======== Source document

Experts zero in on technology brokerage for food resilience in Africa
Agricultural technology brokerage has been identified as a credible pathway to achieving food systems resilience in Africa.
This, amongst other positions, came out strongly at a side event on technology brokerage for a resilient food system in Africa at the ongoing African Green Revolution Forum (AGRF).
Organised by Technologies for African Agricultural Transformation (TAAT), the side event featured speakers, panellists and participants from a broad spectrum of the continent’s agricultural sector, including multilateral development banks, agricultural research institutions, governments, private sector, civil society and the media.
Dr Martin Fregene, Director of Agriculture and Agroindustry at the African Development Bank, in his opening remarks, interrogated ongoing efforts at transforming Africa’s food systems, noting the worsening fragility of African food systems made even worse by the COVID-19 pandemic.

================

# Your assignment
The article on technology brokerage names the parts of the continent's agricultural sector that the side event's speakers, panellists and participants came from. List every one of them. Answer using only the article on technology brokerage, with no outside knowledge.

======== Dataset excerpts

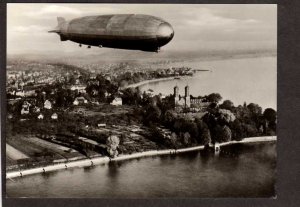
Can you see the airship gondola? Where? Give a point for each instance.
(122, 31)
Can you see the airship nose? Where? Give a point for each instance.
(164, 33)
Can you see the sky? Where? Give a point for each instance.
(198, 27)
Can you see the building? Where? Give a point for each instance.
(54, 116)
(79, 100)
(25, 107)
(80, 88)
(41, 116)
(47, 104)
(117, 101)
(188, 102)
(182, 101)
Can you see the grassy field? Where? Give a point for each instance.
(34, 147)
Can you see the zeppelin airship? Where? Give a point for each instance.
(121, 31)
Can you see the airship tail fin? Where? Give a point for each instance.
(60, 21)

================

# Response to this task
- multilateral development banks
- agricultural research institutions
- governments
- private sector
- civil society
- the media